- _ACTION ITEM_
What is needed is an exact copy of every entry below.

- _DATA EXTRACT_
**********
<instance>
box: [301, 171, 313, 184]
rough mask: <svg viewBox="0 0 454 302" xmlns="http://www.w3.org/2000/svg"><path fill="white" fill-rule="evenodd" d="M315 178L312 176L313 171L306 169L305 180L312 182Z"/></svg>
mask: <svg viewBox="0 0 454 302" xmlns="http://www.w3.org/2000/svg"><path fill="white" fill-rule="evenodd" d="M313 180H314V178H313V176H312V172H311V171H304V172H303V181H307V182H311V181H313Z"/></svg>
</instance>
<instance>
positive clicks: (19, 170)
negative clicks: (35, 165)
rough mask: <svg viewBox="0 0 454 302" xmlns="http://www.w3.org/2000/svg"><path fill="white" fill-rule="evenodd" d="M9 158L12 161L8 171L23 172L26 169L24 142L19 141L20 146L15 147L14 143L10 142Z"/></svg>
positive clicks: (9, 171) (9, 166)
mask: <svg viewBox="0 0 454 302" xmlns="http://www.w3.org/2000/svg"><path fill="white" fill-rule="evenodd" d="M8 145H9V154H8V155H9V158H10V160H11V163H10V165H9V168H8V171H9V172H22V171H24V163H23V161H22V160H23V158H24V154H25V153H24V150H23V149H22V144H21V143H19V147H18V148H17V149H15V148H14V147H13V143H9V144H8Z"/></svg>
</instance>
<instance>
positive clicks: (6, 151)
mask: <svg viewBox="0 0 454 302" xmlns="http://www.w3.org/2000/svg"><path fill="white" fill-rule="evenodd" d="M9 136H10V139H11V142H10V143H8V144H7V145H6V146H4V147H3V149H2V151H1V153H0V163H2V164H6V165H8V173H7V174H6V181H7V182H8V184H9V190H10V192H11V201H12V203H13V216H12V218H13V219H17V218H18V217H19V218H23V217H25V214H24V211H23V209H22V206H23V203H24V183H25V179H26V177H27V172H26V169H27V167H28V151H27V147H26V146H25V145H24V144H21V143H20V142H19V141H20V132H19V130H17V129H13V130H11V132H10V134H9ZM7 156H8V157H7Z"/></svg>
**********
- _FINISHED EXERCISE_
<instance>
box: [301, 171, 313, 184]
rough mask: <svg viewBox="0 0 454 302" xmlns="http://www.w3.org/2000/svg"><path fill="white" fill-rule="evenodd" d="M315 178L312 176L313 171L306 169L305 180L312 182Z"/></svg>
mask: <svg viewBox="0 0 454 302" xmlns="http://www.w3.org/2000/svg"><path fill="white" fill-rule="evenodd" d="M313 180H314V178H313V176H312V172H311V171H304V172H303V181H307V182H311V181H313Z"/></svg>
</instance>
<instance>
positive clicks: (19, 170)
negative clicks: (35, 165)
rough mask: <svg viewBox="0 0 454 302" xmlns="http://www.w3.org/2000/svg"><path fill="white" fill-rule="evenodd" d="M9 158L12 161L8 171L23 172L26 169L24 142L19 141L20 146L15 147L14 143L10 142Z"/></svg>
positive clicks: (9, 171) (9, 166)
mask: <svg viewBox="0 0 454 302" xmlns="http://www.w3.org/2000/svg"><path fill="white" fill-rule="evenodd" d="M8 145H9V154H8V155H9V158H10V160H11V163H10V165H9V168H8V171H9V172H22V171H24V163H23V161H22V160H23V158H24V154H25V153H24V150H23V149H22V144H21V143H19V147H18V148H17V149H15V148H14V147H13V143H9V144H8Z"/></svg>
</instance>
<instance>
positive clicks: (6, 151)
mask: <svg viewBox="0 0 454 302" xmlns="http://www.w3.org/2000/svg"><path fill="white" fill-rule="evenodd" d="M9 136H10V139H11V142H10V143H8V144H7V145H6V146H4V147H3V149H2V151H1V153H0V163H2V164H6V165H8V173H7V174H6V181H7V182H8V184H9V190H10V192H11V201H12V203H13V216H12V218H13V219H17V218H18V217H19V218H23V217H25V214H24V211H23V209H22V206H23V203H24V183H25V179H26V177H27V172H26V169H27V167H28V151H27V147H26V146H25V145H24V144H21V143H20V142H19V141H20V132H19V130H17V129H13V130H11V132H10V134H9ZM7 156H8V157H7Z"/></svg>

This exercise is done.